◆ **QUOTED PASSAGE**:

Flaxman Charles John Spurrell (8 September 1842 – 25 February 1915) was a British archaeologist, geologist and photographer who worked mainly in Kent and East Anglia. He was also a noted egyptologist, working closely with Flinders Petrie.

==Family and early life==
Born at Mile End in Stepney, London, Spurrell was the eldest son of Dr. Flaxman and Ann Spurrell and a descendant of the Spurrell family of Norfolk. He was a nephew of the Rev. Frederick Spurrell, a fellow archaeologist, and an uncle of the biologist and author Herbert George Flaxman Spurrell.

Not long after his birth, the family settled at Bexley in Kent, living for many years at The Priory, Picardy Road, Belvedere (later home to the Priory Conservative Club).

Spurrell was educated at Epsom College and went on to study medicine, although he never completed his studies.

==Archaeological work==
By the late 1850s Spurrell had developed an interest in archaeology and geology in the North Kent area and was encouraged to pursue his interest by his father, who had been a founding member of both the Kent Archaeological Society and the West Kent Natural History, Microscopical and Photographic Society. He began to examine flint implements in and around Crayford and was, according to Nesta Caiger, “the first archaeologist to study fully the many deneholes which were dug in Kent and Essex”, many of which he descended into, examined and photographed. He visited and investigated dozens of other sites, including prehistoric and Roman sites on both sides of the Thames estuary.

◆ **DATA EXCERPT**:
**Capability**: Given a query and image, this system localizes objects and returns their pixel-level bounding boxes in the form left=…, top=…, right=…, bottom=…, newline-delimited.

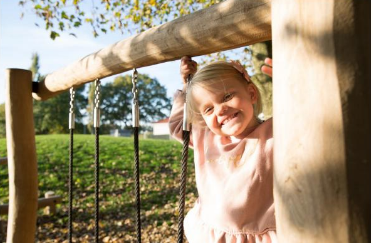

◆ **LIST OF TASKS**:
• 1. Using the Spurrell biography, list every relative of Spurrell who is named, and state each one's relationship to him.
• 2. State whether each statement agrees with the Spurrell biography, answering yes or no and quoting the deciding words: (a) Spurrell completed his medical studies. (b) Spurrell's father was a founding member of the Kent Archaeological Society. (c) Spurrell was born in Bexley.

◆ **ANSWER SET**:
• 1.
- Dr. Flaxman: father
- Ann Spurrell: mother
- Rev. Frederick Spurrell: uncle
- Herbert George Flaxman Spurrell: nephew

• 2.
(a) No: "although he never completed his studies"
(b) Yes: "who had been a founding member of both the Kent Archaeological Society and the West Kent Natural History, Microscopical and Photographic Society"
(c) No: "Born at Mile End in Stepney, London"